### PROBLEM
Copy every record verbatim. Leave the pictures out.

• • • •

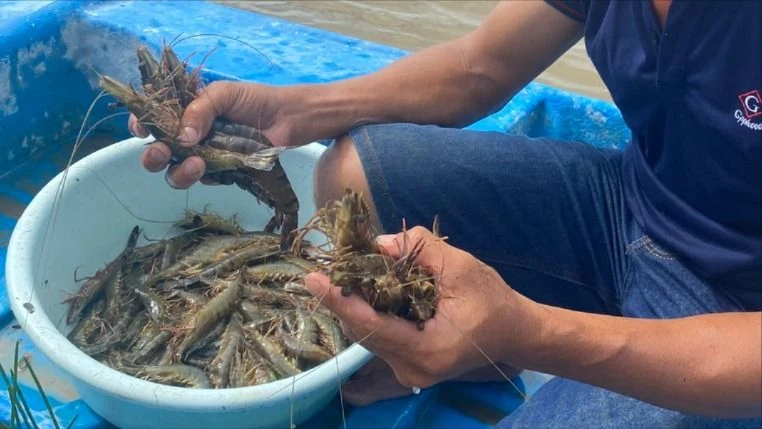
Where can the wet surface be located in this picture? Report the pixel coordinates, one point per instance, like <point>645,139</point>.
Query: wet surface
<point>414,25</point>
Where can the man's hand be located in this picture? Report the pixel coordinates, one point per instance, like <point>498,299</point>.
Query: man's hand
<point>477,316</point>
<point>239,102</point>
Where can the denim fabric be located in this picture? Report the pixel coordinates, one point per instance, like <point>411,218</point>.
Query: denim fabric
<point>551,218</point>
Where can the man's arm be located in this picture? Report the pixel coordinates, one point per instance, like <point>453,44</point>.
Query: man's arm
<point>451,84</point>
<point>708,364</point>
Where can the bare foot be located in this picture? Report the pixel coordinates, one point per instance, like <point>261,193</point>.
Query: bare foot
<point>376,382</point>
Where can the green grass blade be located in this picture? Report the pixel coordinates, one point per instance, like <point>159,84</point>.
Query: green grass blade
<point>42,392</point>
<point>26,412</point>
<point>11,396</point>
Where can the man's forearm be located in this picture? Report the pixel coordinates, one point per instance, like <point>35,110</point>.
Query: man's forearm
<point>709,364</point>
<point>450,84</point>
<point>433,86</point>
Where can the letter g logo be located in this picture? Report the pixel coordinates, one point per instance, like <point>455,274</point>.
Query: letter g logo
<point>751,103</point>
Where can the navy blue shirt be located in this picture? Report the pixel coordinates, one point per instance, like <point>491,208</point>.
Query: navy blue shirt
<point>692,96</point>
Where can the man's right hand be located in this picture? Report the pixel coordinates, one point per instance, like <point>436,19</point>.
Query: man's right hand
<point>240,102</point>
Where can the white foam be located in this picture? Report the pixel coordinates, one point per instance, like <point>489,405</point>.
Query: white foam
<point>8,104</point>
<point>96,50</point>
<point>33,58</point>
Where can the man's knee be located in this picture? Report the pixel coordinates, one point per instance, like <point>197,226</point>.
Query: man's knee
<point>340,168</point>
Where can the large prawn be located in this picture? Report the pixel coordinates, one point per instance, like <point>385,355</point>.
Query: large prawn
<point>242,152</point>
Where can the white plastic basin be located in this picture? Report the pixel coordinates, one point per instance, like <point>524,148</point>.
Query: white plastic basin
<point>88,228</point>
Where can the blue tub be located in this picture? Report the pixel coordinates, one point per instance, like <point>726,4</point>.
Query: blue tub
<point>49,55</point>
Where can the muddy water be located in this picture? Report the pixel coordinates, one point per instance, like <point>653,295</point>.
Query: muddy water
<point>414,25</point>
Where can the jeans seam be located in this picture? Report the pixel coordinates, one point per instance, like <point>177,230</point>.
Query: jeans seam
<point>366,141</point>
<point>649,246</point>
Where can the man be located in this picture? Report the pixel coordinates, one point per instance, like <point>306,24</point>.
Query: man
<point>634,277</point>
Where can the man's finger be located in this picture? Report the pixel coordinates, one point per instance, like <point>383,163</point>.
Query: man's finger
<point>197,119</point>
<point>379,332</point>
<point>135,128</point>
<point>155,157</point>
<point>186,174</point>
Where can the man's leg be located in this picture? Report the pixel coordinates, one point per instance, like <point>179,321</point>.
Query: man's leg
<point>542,213</point>
<point>656,286</point>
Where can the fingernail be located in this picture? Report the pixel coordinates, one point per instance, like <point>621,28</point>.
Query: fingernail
<point>188,136</point>
<point>157,156</point>
<point>192,170</point>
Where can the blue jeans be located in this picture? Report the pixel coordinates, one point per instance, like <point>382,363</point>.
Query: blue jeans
<point>550,217</point>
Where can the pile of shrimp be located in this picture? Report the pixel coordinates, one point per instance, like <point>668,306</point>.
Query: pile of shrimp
<point>215,306</point>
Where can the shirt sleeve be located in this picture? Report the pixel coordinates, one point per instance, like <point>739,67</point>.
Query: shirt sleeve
<point>574,9</point>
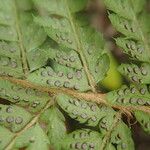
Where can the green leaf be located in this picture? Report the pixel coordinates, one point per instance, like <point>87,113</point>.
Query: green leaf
<point>144,120</point>
<point>136,74</point>
<point>85,112</point>
<point>33,139</point>
<point>72,30</point>
<point>19,36</point>
<point>60,76</point>
<point>56,126</point>
<point>121,136</point>
<point>13,117</point>
<point>25,97</point>
<point>83,139</point>
<point>130,96</point>
<point>5,137</point>
<point>130,18</point>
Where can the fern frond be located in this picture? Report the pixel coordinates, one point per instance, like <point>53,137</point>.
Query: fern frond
<point>20,37</point>
<point>65,27</point>
<point>130,18</point>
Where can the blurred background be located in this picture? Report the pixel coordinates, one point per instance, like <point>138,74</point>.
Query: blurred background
<point>99,19</point>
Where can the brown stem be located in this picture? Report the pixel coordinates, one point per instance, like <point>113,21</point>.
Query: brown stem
<point>98,98</point>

• • • •

### ANSWER TO THIS TASK
Where can the wet surface be located in this picture? Report the pixel coordinates, one point per instance, like <point>645,139</point>.
Query: wet surface
<point>414,25</point>
Where can the man's hand be located in this picture? Report the pixel coordinates, one point per instance, like <point>498,299</point>.
Query: man's hand
<point>477,316</point>
<point>239,102</point>
Where can the denim fabric be located in this picture? Report the pixel coordinates, one point per instance, like <point>411,218</point>.
Query: denim fabric
<point>551,218</point>
Where can the man's arm be located in this picture? Report the pixel coordinates, one point per instance, like <point>453,44</point>.
Query: man's arm
<point>451,84</point>
<point>708,364</point>
Where can the bare foot be located in this picture? Report the pixel coordinates, one point per instance, like <point>261,193</point>.
Query: bare foot
<point>376,382</point>
Where can the green grass blade be located in this picture? Report the pixel coordinates, one point per instance, like <point>159,84</point>.
Query: green grass blade
<point>42,392</point>
<point>26,412</point>
<point>11,396</point>
Where can the man's forearm be located in this picture? Report the pixel coordinates, one point per instance, like <point>35,110</point>.
Query: man's forearm
<point>709,364</point>
<point>450,84</point>
<point>433,86</point>
Where can the letter g logo be located in this picture? Report the pixel coordinates, one point per instance, like <point>455,274</point>.
Query: letter g logo
<point>751,103</point>
Where can the navy blue shirt be located in this picture? Report the pixel coordinates, one point per instance, like <point>491,208</point>.
Query: navy blue shirt
<point>692,96</point>
Where can the man's right hand be located in this picture? Report the pixel coordinates, one point per instance, like <point>436,19</point>.
Query: man's right hand
<point>240,102</point>
Where can the white foam be located in this picture? Report the pixel coordinates, one point per instance, like <point>489,405</point>.
Query: white foam
<point>8,104</point>
<point>96,50</point>
<point>33,58</point>
Where can the man's knee be located in this picture? Report the pixel coordinates, one point per instance, like <point>197,226</point>.
Query: man's knee
<point>340,168</point>
Where can the large prawn be located in this picture? Report the pixel coordinates, one point per instance, like <point>385,355</point>.
Query: large prawn
<point>242,152</point>
Where can the white plastic basin be located in this picture? Report the pixel coordinates, one point per instance, like <point>524,148</point>.
Query: white plastic basin
<point>88,228</point>
Where can the blue tub be located in this picture? Report the pixel coordinates, one point per instance, like <point>726,4</point>.
Query: blue tub
<point>49,55</point>
Where can the muddy water be located in this picture? Report the pixel coordinates, one point per instance, like <point>653,295</point>.
Query: muddy water
<point>414,25</point>
Where can the jeans seam be located in this picture? Report the pixel coordinates, one point per instance, like <point>177,230</point>.
Query: jeans seam
<point>366,141</point>
<point>649,246</point>
Where can the man be located in this picture? Report the pixel coordinates, one point per instance, like <point>306,24</point>.
Query: man
<point>634,277</point>
Where can the man's finger be located in this picture? Report the pixel coordinates, one point per instance, like <point>383,163</point>.
Query: man's finger
<point>197,119</point>
<point>379,332</point>
<point>135,128</point>
<point>155,157</point>
<point>186,174</point>
Where can the man's leg be located in this picture? Report the pixel coordinates, one point per instance, like <point>179,321</point>.
Query: man's leg
<point>542,213</point>
<point>656,286</point>
Where can the fingernail be located in this picture? Report the pixel coordinates, one point per instance, like <point>621,28</point>.
Query: fingernail
<point>188,136</point>
<point>157,156</point>
<point>192,170</point>
Where can the blue jeans be located in this picture? Report the pixel coordinates, one point per instance, like <point>382,363</point>.
Query: blue jeans
<point>550,217</point>
Where can the pile of shrimp be located in this picture? Report the pixel coordinates, one point per instance, like <point>668,306</point>.
Query: pile of shrimp
<point>215,306</point>
Where can the shirt sleeve be located in this picture? Report the pixel coordinates, one point per instance, like <point>739,67</point>.
Query: shirt sleeve
<point>574,9</point>
Where can the green leaf be located in this picture? Report the pixel coordinates, one point per instance, like <point>87,113</point>.
Query: green leaf
<point>144,120</point>
<point>136,74</point>
<point>85,112</point>
<point>33,139</point>
<point>72,30</point>
<point>19,36</point>
<point>60,76</point>
<point>56,126</point>
<point>121,136</point>
<point>13,117</point>
<point>25,97</point>
<point>83,139</point>
<point>130,96</point>
<point>5,137</point>
<point>130,18</point>
Where can the fern frond be located in this picture? Report the pixel coordinates, one point per instance, like <point>53,137</point>.
Query: fern frond
<point>20,37</point>
<point>65,27</point>
<point>130,18</point>
Where can the blurred background be located in this picture? Report the pixel coordinates, one point per instance, like <point>138,74</point>.
Query: blurred background
<point>99,19</point>
Where can the brown stem be located in this picture? Report the pixel coordinates, one point per instance, like <point>113,21</point>.
Query: brown stem
<point>98,98</point>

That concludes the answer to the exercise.